* Source records *
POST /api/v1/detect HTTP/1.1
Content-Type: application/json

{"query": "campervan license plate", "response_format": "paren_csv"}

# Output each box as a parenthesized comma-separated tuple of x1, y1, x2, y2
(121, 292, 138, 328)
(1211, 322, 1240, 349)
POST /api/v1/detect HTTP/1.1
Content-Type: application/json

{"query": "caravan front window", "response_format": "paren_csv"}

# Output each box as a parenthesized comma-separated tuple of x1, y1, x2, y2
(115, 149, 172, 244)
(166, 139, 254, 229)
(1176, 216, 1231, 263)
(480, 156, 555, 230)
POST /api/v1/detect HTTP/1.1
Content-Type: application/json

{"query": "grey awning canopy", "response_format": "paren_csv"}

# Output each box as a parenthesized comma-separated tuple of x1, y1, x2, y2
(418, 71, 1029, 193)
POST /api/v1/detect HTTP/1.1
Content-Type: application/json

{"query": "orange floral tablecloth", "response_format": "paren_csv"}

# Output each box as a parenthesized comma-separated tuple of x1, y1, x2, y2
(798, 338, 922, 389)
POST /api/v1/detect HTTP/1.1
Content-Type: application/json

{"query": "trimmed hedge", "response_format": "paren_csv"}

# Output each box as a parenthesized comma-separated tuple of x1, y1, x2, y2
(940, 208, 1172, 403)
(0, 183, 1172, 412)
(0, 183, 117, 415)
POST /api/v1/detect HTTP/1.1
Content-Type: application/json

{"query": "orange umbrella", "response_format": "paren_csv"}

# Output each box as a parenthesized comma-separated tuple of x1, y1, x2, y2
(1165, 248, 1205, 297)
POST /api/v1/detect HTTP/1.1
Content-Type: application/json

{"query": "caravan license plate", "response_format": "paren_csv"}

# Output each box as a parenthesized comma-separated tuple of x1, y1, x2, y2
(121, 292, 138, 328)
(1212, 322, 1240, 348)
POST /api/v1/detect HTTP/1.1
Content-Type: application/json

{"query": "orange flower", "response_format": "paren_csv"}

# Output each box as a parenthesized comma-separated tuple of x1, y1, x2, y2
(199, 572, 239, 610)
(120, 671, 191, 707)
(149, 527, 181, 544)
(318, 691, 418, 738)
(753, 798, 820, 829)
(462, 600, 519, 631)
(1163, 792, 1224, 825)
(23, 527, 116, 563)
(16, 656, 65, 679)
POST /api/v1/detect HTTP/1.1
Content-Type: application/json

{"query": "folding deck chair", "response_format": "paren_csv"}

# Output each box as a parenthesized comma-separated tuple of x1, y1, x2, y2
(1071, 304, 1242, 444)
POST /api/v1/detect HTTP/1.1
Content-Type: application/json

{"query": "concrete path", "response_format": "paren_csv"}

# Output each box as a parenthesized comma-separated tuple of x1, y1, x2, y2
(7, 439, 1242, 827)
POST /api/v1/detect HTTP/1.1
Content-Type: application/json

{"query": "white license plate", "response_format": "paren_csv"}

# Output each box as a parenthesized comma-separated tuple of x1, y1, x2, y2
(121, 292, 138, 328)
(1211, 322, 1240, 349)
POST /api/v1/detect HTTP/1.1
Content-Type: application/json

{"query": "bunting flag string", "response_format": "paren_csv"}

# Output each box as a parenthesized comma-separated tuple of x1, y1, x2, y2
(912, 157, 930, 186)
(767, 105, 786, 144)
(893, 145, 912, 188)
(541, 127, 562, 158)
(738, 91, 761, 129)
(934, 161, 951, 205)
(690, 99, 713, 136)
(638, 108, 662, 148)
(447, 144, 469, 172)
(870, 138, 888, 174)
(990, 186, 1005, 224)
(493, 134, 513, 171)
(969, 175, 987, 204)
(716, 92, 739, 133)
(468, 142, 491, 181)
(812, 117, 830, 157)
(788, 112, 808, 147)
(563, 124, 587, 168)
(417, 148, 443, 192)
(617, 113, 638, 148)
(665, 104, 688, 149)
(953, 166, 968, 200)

* Directions *
Give back all of the entries exactly as written.

* Solution for this problem *
POST /api/v1/detect HTTP/1.1
Content-Type: application/json

{"query": "campervan license plate", "response_format": "paren_csv"}

# Output each box as a parenthesized comma-separated tuple of x1, y1, x2, y2
(121, 292, 138, 328)
(1211, 322, 1240, 349)
POST /api/v1/detect HTTP/1.1
Content-Type: application/json

{"query": "caravan front window", "response_format": "paren_csv"}

# Output each box as a parenthesized comma-separated tuple of x1, y1, x2, y2
(115, 149, 172, 244)
(166, 139, 254, 229)
(1176, 216, 1231, 263)
(480, 156, 555, 230)
POST /api/v1/detect HTTP/1.1
Content-Type: application/json

{"query": "grey awning canopy", "response_format": "paren_csv"}

# Output each box as a parenthesized comma-separated tuple of x1, y1, x2, y2
(418, 71, 1029, 193)
POST /api/v1/detect HTTP/1.1
Content-Type: application/json

{"query": "orange floral tablecloth", "response_format": "paren_csv"}

# Output each box as a parenthesized comma-separated tuple of x1, y1, x2, y2
(798, 338, 922, 389)
POST /api/v1/detect HTTP/1.1
Content-Type: application/json

{"query": "trimmed hedge", "response_format": "paren_csv"}

# Output each box as a parenthesized comma-separated tuple of x1, y1, x2, y2
(940, 208, 1172, 403)
(0, 183, 1172, 412)
(0, 183, 117, 415)
POST /api/v1/detect HTTP/1.1
Content-Type: application/json

{"query": "orange umbrella", "response_format": "paren_csv"}

# Output each box as a parenthesized comma-separated tuple of x1, y1, x2, y2
(1165, 248, 1205, 297)
POST /api/v1/detect HTTP/1.1
Content-Type: application/json

{"query": "caravan license plate", "response_format": "paren_csv"}

# Output each box as a parenthesized comma-separated tuple of x1, y1, x2, y2
(121, 292, 138, 328)
(1212, 322, 1240, 348)
POST /api/v1/detect HTTP/1.1
Content-Type: application/json

{"query": "orange flower", "response_format": "paren_csv"}

# Output each box as a parenthesized comma-separated tuple of x1, y1, x2, y2
(199, 572, 239, 610)
(120, 671, 191, 707)
(149, 527, 181, 544)
(318, 691, 418, 738)
(753, 798, 820, 829)
(462, 600, 519, 631)
(1163, 792, 1224, 825)
(23, 527, 116, 563)
(16, 656, 65, 679)
POST /api/v1/detect HTTP/1.1
Content-Type: application/json

{"query": "folding deck chair", "response_format": "paren_csv"}

# Output each box as a parenthesized comma-separated tuple of x1, y1, x2, y2
(1071, 304, 1242, 444)
POST /api/v1/detect HTTP/1.1
Content-Type: application/json

{"query": "concrete path", "response_format": "paren_csv"}

# Output each box as a parenthesized comma-separated tuple of x1, y1, x2, y2
(7, 439, 1242, 827)
POST /api/v1/detect HTTP/1.1
Content-Type: application/json

{"query": "white license plate", "response_format": "paren_csv"}

# Output each box as a parenthesized comma-separated tuple of x1, y1, x2, y2
(121, 292, 138, 328)
(1211, 322, 1240, 349)
POST /api/v1/detect HTTP/1.1
Content-Type: application/json

{"query": "bunting flag string", "response_format": "paren_csv"}

# Output each box as a parenthesized comma-separated tuple of x1, y1, x2, y2
(912, 157, 930, 186)
(767, 105, 786, 144)
(893, 145, 912, 188)
(541, 127, 562, 158)
(738, 91, 761, 129)
(934, 161, 951, 205)
(690, 99, 713, 136)
(638, 108, 662, 148)
(447, 144, 469, 172)
(870, 138, 888, 174)
(990, 186, 1005, 224)
(493, 134, 513, 171)
(969, 175, 987, 204)
(716, 92, 739, 133)
(468, 142, 491, 181)
(812, 117, 830, 157)
(788, 112, 808, 147)
(563, 124, 587, 168)
(417, 148, 443, 192)
(617, 113, 638, 148)
(665, 104, 688, 149)
(953, 166, 968, 200)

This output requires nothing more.